What is required: Rewrite the entries below, changing every "I'm looking for" to "I need to find" and keeping everything else the same.

Available records:
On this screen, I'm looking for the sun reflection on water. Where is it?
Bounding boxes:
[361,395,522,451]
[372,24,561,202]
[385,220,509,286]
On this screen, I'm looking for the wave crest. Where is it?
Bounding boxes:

The output:
On this screen, I need to find the sun reflection on water. Where is it?
Bounding boxes:
[361,395,522,451]
[372,24,561,202]
[385,220,509,286]
On this screen, I need to find the wave crest. Where is it?
Bounding boxes:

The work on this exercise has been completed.